:: Given records

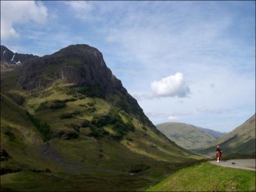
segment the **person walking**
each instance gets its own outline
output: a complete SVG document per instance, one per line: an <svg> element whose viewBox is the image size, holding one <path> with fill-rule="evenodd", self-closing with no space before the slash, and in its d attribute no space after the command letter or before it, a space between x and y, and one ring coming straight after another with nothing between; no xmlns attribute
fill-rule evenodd
<svg viewBox="0 0 256 192"><path fill-rule="evenodd" d="M220 145L218 145L216 147L216 158L217 158L218 163L220 163L220 160L221 159L221 152L222 152L222 150L220 148Z"/></svg>

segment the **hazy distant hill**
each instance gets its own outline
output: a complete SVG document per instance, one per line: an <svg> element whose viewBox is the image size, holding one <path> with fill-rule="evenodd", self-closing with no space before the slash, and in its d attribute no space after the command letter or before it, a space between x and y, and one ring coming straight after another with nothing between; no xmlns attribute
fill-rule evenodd
<svg viewBox="0 0 256 192"><path fill-rule="evenodd" d="M230 132L217 140L212 146L198 150L200 153L207 154L215 150L220 145L225 154L251 154L255 152L255 115Z"/></svg>
<svg viewBox="0 0 256 192"><path fill-rule="evenodd" d="M4 56L17 61L13 53ZM96 48L70 45L17 66L1 72L0 173L19 172L17 180L26 184L20 188L1 177L1 188L134 191L156 182L156 173L163 177L176 168L173 163L202 159L156 129ZM139 172L145 177L130 175Z"/></svg>
<svg viewBox="0 0 256 192"><path fill-rule="evenodd" d="M224 134L183 123L167 122L156 127L176 144L187 149L205 147L212 143L220 135Z"/></svg>

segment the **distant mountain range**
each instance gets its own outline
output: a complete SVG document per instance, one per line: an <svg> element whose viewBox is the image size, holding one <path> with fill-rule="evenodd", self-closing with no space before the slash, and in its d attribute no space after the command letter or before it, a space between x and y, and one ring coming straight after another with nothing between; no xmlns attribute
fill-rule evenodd
<svg viewBox="0 0 256 192"><path fill-rule="evenodd" d="M133 179L149 185L157 180L151 175L163 177L174 163L202 159L156 129L96 48L72 45L42 57L1 48L0 173L20 172L15 177L28 184L24 191L31 184L49 191L40 188L48 177L31 182L31 172L33 178L51 172L60 191L67 189L60 180L70 182L74 175L90 179L67 190L88 189L84 180L99 172L111 177L108 190L133 191L130 173L147 174ZM102 184L100 177L93 182ZM119 177L123 188L113 184ZM9 191L20 190L9 184Z"/></svg>
<svg viewBox="0 0 256 192"><path fill-rule="evenodd" d="M210 154L215 151L215 146L220 145L226 154L255 153L255 115L244 123L216 140L212 145L196 151L201 154Z"/></svg>
<svg viewBox="0 0 256 192"><path fill-rule="evenodd" d="M177 145L189 150L206 147L225 134L183 123L166 122L156 127Z"/></svg>

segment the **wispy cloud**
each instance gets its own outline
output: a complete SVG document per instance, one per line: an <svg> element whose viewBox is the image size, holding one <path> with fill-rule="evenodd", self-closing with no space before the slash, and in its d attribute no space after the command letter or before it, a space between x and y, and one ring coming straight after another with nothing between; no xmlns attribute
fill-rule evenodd
<svg viewBox="0 0 256 192"><path fill-rule="evenodd" d="M154 111L147 115L155 124L173 116L227 131L255 111L255 2L42 3L51 17L47 27L18 26L10 17L9 29L22 38L9 39L6 45L40 55L71 44L97 47L143 110ZM179 115L186 113L191 114Z"/></svg>
<svg viewBox="0 0 256 192"><path fill-rule="evenodd" d="M15 24L30 22L42 24L45 22L47 16L47 8L40 1L1 1L1 38L8 40L19 37Z"/></svg>
<svg viewBox="0 0 256 192"><path fill-rule="evenodd" d="M190 93L188 85L183 80L183 74L180 72L153 81L151 90L156 97L185 97Z"/></svg>

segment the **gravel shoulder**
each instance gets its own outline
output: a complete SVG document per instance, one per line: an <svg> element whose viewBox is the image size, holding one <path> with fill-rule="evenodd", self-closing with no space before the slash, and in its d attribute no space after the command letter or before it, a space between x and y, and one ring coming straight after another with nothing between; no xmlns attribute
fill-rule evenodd
<svg viewBox="0 0 256 192"><path fill-rule="evenodd" d="M239 168L250 171L255 171L255 159L230 159L228 161L209 161L210 163L218 166Z"/></svg>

::::

Reproduce all of the rows above word for word, but leave out the pictures.

segment the **person walking**
each instance gets its own outline
output: a complete SVG document per instance, one per line: an <svg> element whose viewBox is the image size, holding one <path> with fill-rule="evenodd", self-closing with no space before the slash, and in its d attribute no space after the command letter or before it, a space between x and y, and one ring coming straight after another with nothing between; no xmlns attribute
fill-rule evenodd
<svg viewBox="0 0 256 192"><path fill-rule="evenodd" d="M220 145L218 145L216 147L216 158L217 158L218 163L220 163L220 160L221 159L221 152L222 152L222 150L220 148Z"/></svg>

segment the **hazy distant hill**
each instance gets its own outline
output: a complete SVG document per instance, one per line: an <svg> element whose viewBox is the image size, holding one <path> with fill-rule="evenodd", self-closing with no space before the slash, and in its d attribute no space after the command letter or before it, a space between x and y, and one ring coming straight after another with nothing between; no xmlns attribute
fill-rule evenodd
<svg viewBox="0 0 256 192"><path fill-rule="evenodd" d="M230 132L217 140L212 146L198 150L200 153L207 154L215 150L220 145L225 154L251 154L255 152L255 115Z"/></svg>
<svg viewBox="0 0 256 192"><path fill-rule="evenodd" d="M4 56L17 61L13 53ZM96 48L70 45L17 66L1 72L0 173L19 172L17 180L26 184L20 188L1 177L1 188L134 191L156 182L156 173L163 177L176 168L173 163L202 159L156 129ZM139 172L145 177L130 175Z"/></svg>
<svg viewBox="0 0 256 192"><path fill-rule="evenodd" d="M224 134L183 123L167 122L156 127L176 144L187 149L205 147L212 143L220 135Z"/></svg>

segment the **distant mountain range**
each instance gets its own outline
output: a complete SVG document per instance, one per line: an <svg> element whose viewBox is the image size, holding one <path> with fill-rule="evenodd", self-closing with no space before the slash, and in its d attribute no space after the command letter or before it, a space between x and y, and one ring coming straight after another with nothing between; no xmlns attribute
fill-rule evenodd
<svg viewBox="0 0 256 192"><path fill-rule="evenodd" d="M133 179L149 185L157 180L151 175L163 177L174 163L202 159L156 129L96 48L72 45L42 57L1 48L0 173L20 172L15 177L28 184L24 191L31 184L49 191L40 188L48 177L31 182L31 172L33 178L51 172L60 191L67 189L60 180L70 182L74 175L90 179L67 190L88 189L84 180L99 172L111 177L108 190L133 191L130 173L147 174ZM102 184L100 177L93 182ZM119 177L123 188L113 184ZM9 191L20 190L9 184Z"/></svg>
<svg viewBox="0 0 256 192"><path fill-rule="evenodd" d="M210 154L215 151L215 146L220 145L226 154L255 153L255 115L244 123L216 140L212 145L196 151L201 154Z"/></svg>
<svg viewBox="0 0 256 192"><path fill-rule="evenodd" d="M177 145L189 150L206 147L225 134L183 123L166 122L156 127Z"/></svg>

segment the **wispy cloud**
each instance gets its own outline
output: a complete SVG document per instance, one per line: an <svg> element whose viewBox is the image size, holding one <path> with fill-rule="evenodd", self-closing with no space before the slash, and in its d attribute no space after the command letter or before it, a space between x and y, and one ring coming straight after another with nothing between; no xmlns attribute
fill-rule evenodd
<svg viewBox="0 0 256 192"><path fill-rule="evenodd" d="M154 111L147 115L155 124L173 116L227 131L255 111L255 2L42 3L51 17L47 27L18 26L10 17L9 29L22 38L9 39L6 45L40 55L71 44L97 47L143 110ZM179 115L186 113L191 114Z"/></svg>
<svg viewBox="0 0 256 192"><path fill-rule="evenodd" d="M15 24L30 22L42 24L45 22L47 16L47 8L40 1L1 1L1 38L8 40L19 37Z"/></svg>
<svg viewBox="0 0 256 192"><path fill-rule="evenodd" d="M190 93L188 85L183 80L183 74L180 72L153 81L151 90L156 97L185 97Z"/></svg>

segment the **gravel shoulder**
each instance gets its own outline
output: a complete SVG document per instance, one per line: an <svg> element whose viewBox is the image size, holding one <path> with fill-rule="evenodd", self-closing with no space before the slash, and in its d attribute no space after the command letter or before it, a space between x and y, and one ring coming straight after another with nothing between; no xmlns attribute
fill-rule evenodd
<svg viewBox="0 0 256 192"><path fill-rule="evenodd" d="M239 168L250 171L255 171L255 159L230 159L228 161L209 161L210 163L218 166Z"/></svg>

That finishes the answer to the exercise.